* WHAT TO WORK ON
Please keep to the lines below from the one with "Query: finger skin" through the one with "Query: blurred background", and restate them word for word, ends included.

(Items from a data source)
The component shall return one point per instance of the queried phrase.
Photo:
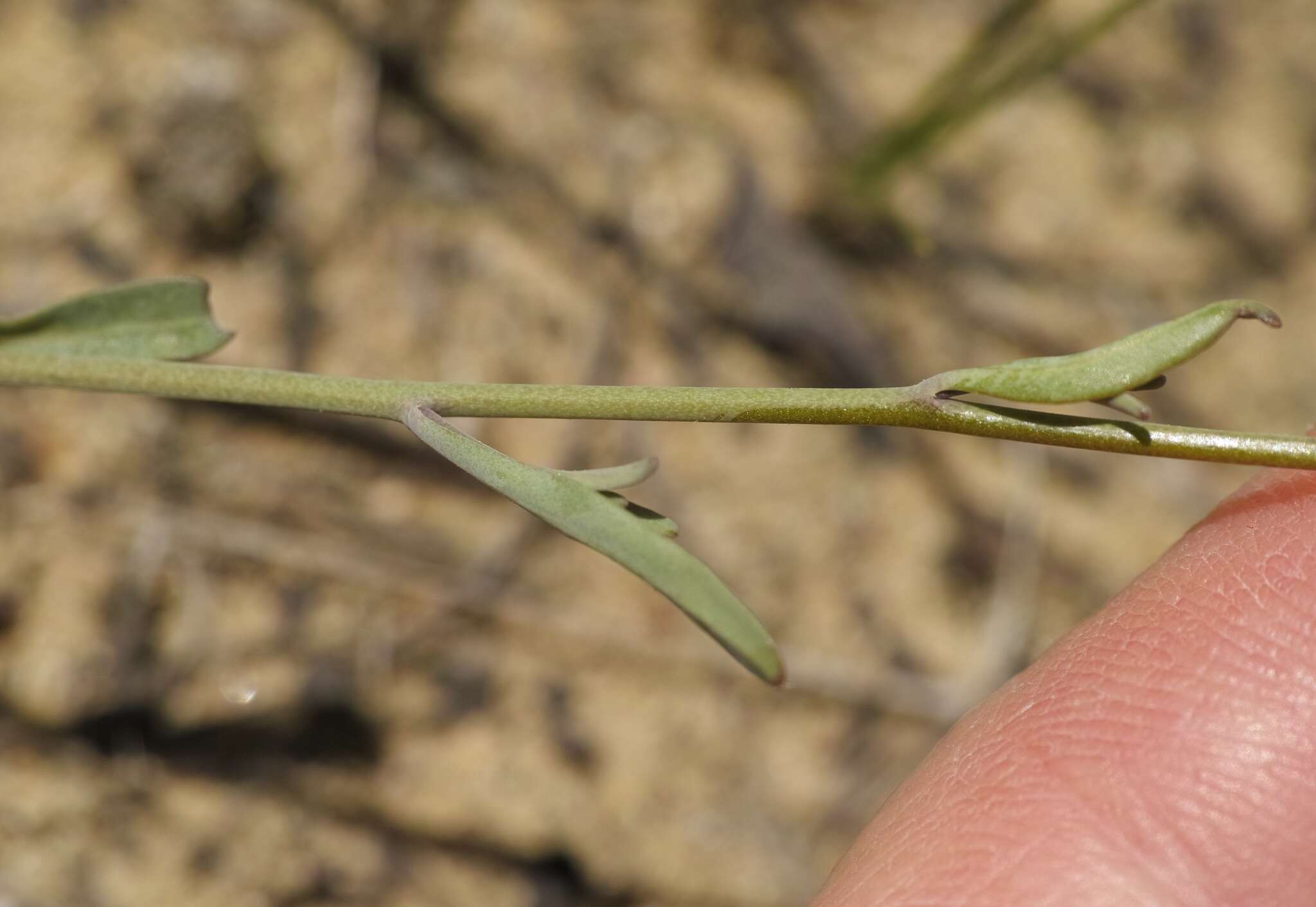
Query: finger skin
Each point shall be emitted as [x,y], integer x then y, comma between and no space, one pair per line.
[1161,753]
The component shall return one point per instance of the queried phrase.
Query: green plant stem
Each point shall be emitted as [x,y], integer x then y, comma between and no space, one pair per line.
[907,407]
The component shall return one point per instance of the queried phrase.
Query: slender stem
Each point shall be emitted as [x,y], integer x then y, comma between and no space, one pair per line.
[885,406]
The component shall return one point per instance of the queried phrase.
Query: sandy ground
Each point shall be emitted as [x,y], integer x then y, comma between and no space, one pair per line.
[270,658]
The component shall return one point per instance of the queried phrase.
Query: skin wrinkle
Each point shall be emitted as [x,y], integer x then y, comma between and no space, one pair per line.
[1162,753]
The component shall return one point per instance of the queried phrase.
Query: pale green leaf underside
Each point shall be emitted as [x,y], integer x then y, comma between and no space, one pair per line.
[166,319]
[635,538]
[1106,373]
[610,478]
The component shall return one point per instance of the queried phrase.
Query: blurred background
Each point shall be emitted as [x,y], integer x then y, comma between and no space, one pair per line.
[256,657]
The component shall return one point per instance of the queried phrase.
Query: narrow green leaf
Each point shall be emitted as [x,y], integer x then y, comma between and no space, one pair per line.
[1105,374]
[168,319]
[610,478]
[635,538]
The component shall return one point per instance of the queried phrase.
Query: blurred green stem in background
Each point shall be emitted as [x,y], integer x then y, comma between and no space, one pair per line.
[1003,58]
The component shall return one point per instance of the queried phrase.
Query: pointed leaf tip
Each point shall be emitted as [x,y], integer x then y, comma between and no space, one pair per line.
[610,478]
[165,319]
[627,534]
[1106,373]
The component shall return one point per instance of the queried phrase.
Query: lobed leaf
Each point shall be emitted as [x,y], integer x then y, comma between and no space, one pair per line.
[168,319]
[635,538]
[1106,374]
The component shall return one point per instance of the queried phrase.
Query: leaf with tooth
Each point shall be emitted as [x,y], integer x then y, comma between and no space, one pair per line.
[1105,374]
[585,506]
[166,319]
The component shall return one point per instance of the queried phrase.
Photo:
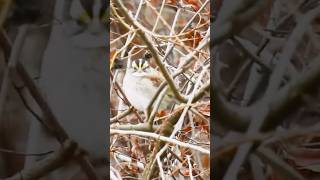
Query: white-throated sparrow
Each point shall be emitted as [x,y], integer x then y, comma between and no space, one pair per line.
[141,82]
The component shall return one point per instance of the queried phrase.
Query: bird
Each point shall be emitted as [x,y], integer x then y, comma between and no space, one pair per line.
[140,84]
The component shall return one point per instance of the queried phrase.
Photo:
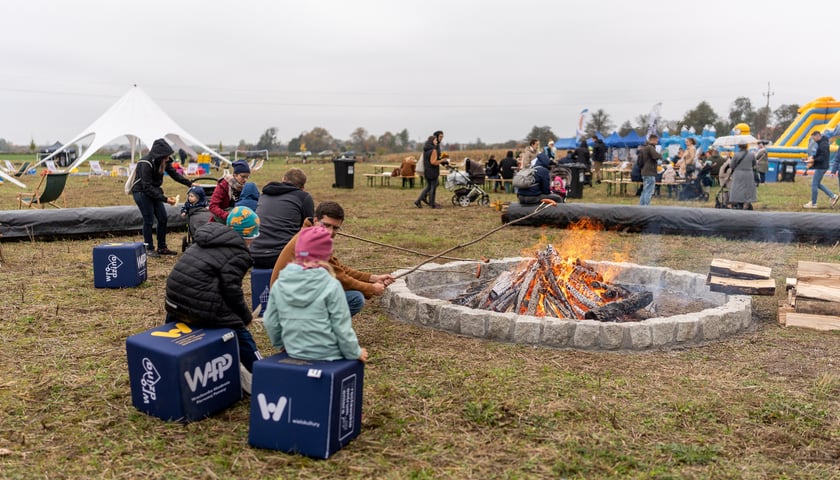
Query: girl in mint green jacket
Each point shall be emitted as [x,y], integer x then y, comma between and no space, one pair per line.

* RESPONSE TO THIS EXERCISE
Query: finger skin
Each point shall be emitted as [x,y], integer x then y, comma between and no space, one pair per line.
[1161,753]
The component shall return one point per instance of the queried phrase.
Query: green plant stem
Each point shall be emitted as [x,y], integer x then y, comma between and no space, one pair per line.
[907,407]
The component shall return one point per instance of the queried phrase.
Query: slender stem
Each point shall be emitted as [x,y], integer x then y, comma between and no space, one pair per line.
[885,406]
The component shall return one point per instance of the queried phrase.
Query: sandy ground
Each point shall be emitted as [x,y], integer x then y, comma between and no space, one pair per line.
[270,658]
The component shall return one point per instance of the queried phrase.
Query: skin wrinkle
Each point shall be emitted as [x,y], integer x then y, comma between and no space, one pair per line.
[1162,753]
The component shall return one point per instance of the queried phrase.
Query: pale green leaf underside
Each point shall be emitted as [x,y], integer x then y, comma between and no space, one pair per line.
[166,319]
[635,538]
[1106,373]
[610,478]
The component shall return one point per instance of the queried phrase.
Query: blurred background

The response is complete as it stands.